== WORK TO BE COMPLETED ==
Please scale the data between the lines holding "the grass field?" and "[184,57,211,91]", inclusive, by giving all of those lines again, requests included, with every bounding-box coordinate in the answers multiplied by 1.55 and rounded to a whole number, halves rounding up. Leave the pictures out and return only those lines.

··· DATA RECORDS ···

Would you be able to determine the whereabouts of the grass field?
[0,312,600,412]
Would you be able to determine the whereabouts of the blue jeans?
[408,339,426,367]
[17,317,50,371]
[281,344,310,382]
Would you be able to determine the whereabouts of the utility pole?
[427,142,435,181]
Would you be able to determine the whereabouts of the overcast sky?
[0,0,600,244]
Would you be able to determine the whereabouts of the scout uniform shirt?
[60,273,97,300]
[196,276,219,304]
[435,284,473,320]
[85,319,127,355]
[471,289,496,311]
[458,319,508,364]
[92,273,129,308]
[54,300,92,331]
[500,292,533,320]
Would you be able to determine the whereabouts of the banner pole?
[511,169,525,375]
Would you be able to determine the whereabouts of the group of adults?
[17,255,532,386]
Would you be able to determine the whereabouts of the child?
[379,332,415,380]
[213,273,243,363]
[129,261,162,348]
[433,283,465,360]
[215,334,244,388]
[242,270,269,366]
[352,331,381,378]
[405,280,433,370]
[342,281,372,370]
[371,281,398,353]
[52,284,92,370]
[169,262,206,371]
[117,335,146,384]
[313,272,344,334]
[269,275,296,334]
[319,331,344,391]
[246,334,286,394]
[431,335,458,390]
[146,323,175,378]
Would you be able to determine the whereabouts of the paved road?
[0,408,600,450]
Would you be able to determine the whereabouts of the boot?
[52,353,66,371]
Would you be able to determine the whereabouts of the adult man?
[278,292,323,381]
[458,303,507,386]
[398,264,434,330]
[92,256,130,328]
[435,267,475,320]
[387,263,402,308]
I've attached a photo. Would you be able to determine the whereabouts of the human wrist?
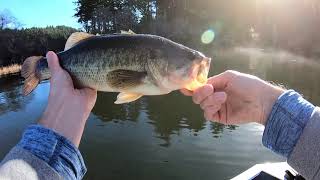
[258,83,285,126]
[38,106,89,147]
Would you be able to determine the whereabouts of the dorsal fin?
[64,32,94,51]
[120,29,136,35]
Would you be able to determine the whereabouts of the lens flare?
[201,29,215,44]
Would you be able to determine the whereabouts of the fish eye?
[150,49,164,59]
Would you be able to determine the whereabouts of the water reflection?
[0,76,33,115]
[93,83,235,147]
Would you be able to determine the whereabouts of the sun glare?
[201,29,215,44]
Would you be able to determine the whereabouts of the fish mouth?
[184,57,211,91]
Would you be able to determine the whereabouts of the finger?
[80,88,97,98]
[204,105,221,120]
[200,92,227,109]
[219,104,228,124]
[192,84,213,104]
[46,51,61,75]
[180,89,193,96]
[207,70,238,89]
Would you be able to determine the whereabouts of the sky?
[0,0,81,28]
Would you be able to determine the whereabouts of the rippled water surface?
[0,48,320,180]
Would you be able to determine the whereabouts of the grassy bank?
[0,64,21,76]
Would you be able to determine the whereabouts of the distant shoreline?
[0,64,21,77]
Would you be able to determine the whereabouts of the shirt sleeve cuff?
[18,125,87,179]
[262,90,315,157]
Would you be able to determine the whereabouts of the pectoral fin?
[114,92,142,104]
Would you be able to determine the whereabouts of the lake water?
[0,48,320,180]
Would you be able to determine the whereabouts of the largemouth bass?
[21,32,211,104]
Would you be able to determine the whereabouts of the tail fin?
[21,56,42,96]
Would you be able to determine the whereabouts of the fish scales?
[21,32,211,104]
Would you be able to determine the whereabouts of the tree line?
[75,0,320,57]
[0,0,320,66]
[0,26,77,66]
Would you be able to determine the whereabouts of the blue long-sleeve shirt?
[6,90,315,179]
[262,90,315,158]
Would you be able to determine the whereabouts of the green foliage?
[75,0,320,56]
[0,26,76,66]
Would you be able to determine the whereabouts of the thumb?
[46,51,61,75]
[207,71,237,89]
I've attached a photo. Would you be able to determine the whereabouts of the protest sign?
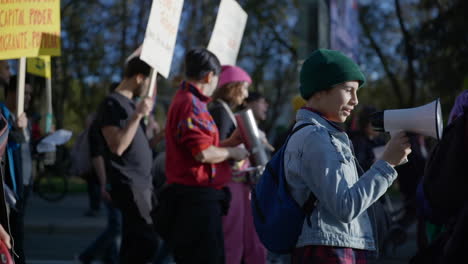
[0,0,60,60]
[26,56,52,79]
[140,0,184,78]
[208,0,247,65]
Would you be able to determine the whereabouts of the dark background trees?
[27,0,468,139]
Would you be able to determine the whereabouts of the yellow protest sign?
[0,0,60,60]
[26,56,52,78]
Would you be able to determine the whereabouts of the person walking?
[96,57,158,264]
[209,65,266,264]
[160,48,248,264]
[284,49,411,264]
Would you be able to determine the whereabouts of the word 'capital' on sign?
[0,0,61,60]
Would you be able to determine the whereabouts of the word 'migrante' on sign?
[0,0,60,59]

···
··· DATA RECORDS ···

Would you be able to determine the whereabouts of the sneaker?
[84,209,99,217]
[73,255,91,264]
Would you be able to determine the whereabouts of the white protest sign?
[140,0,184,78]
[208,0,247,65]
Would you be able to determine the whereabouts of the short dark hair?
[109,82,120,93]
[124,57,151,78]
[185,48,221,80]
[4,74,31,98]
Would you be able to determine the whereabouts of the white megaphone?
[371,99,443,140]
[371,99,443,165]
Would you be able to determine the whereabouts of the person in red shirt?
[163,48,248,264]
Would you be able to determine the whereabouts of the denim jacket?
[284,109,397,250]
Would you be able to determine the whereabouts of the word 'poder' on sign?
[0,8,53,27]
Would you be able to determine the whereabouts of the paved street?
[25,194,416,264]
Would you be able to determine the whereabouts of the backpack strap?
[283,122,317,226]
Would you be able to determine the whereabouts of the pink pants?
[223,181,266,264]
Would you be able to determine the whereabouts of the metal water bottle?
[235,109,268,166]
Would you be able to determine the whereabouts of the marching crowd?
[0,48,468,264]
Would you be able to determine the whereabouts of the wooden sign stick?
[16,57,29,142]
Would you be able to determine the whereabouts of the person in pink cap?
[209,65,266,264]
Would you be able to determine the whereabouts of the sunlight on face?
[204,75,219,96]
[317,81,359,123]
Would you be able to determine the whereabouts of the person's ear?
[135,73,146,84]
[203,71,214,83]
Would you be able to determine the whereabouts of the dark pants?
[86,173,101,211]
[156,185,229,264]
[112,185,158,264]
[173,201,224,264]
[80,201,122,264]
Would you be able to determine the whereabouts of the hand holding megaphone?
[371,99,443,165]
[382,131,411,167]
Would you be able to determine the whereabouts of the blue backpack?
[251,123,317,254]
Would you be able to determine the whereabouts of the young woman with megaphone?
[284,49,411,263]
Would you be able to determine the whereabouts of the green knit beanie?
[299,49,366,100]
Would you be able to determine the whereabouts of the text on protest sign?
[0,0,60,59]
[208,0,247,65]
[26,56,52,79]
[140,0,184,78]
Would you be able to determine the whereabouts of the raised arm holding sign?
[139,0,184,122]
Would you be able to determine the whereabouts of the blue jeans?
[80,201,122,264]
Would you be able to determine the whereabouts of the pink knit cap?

···
··· DATA RECORDS ···

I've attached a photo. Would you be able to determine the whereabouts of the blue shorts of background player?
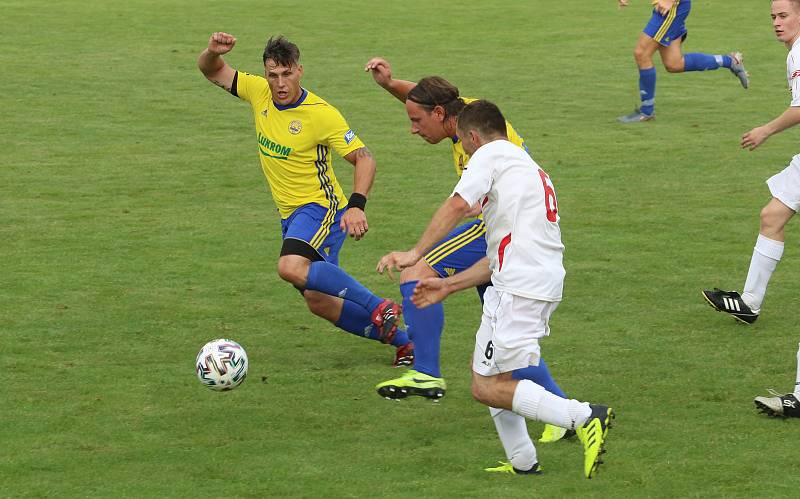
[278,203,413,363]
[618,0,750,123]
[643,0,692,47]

···

== TASK ANSWER ==
Would you be able to determine the whereabouts of the grass field?
[0,484,930,639]
Would you be able to determine the whereabouts of the blue jeans?
[632,525,660,569]
[26,491,78,575]
[436,533,481,592]
Would you be able to determine the whereabouts of the utility pole?
[662,220,674,281]
Would you be able to determine the whereabouts of the overcast sky?
[0,0,930,378]
Would you be able to determine the whereabouts of the scout uniform shirt?
[93,423,150,465]
[304,428,339,471]
[674,440,733,496]
[132,494,197,550]
[730,448,769,482]
[710,494,787,564]
[143,423,200,477]
[84,465,143,513]
[775,453,826,496]
Would you be able to determine the whereabouts of the banner pole?
[792,262,814,581]
Would you be able to determine the whereabouts of the group of adults?
[26,395,825,598]
Would you be able to determine the whereabouts of the child?
[587,515,643,589]
[330,423,377,563]
[200,405,251,539]
[671,439,721,558]
[333,518,378,601]
[375,419,417,567]
[546,513,591,586]
[628,434,671,574]
[530,436,577,574]
[575,436,617,547]
[81,440,143,574]
[262,406,319,575]
[181,519,226,595]
[485,422,533,518]
[417,426,459,518]
[494,513,533,606]
[381,518,443,611]
[668,519,710,605]
[226,501,271,586]
Would you be able to determine the whereabouts of the paved road?
[0,632,930,698]
Would you be able to determine the whereabouts of the boot?
[81,547,102,575]
Would you be able to determine the whereabouts of the adult man?
[431,453,501,591]
[710,470,786,598]
[617,409,673,512]
[143,397,202,508]
[674,414,736,496]
[600,408,623,477]
I've attached a photo. Would you be able to determine the whereabouts of the human wrist?
[400,129,442,195]
[59,164,138,228]
Would you be able to determine the whereabouts of the dorsal fin?
[99,50,146,79]
[186,45,211,54]
Would you be able to determine the whereabouts of the lens flare?
[312,45,333,68]
Would you be able to determine the whereabouts of the fish eye?
[233,76,254,91]
Would you be able to determine the whereabouts of the water reflection?
[0,118,51,178]
[144,129,364,228]
Would you be able to determine the whereabouts of the sun glare?
[312,45,333,68]
Would you be able to determine the whereabouts of the fish mouth?
[285,88,327,141]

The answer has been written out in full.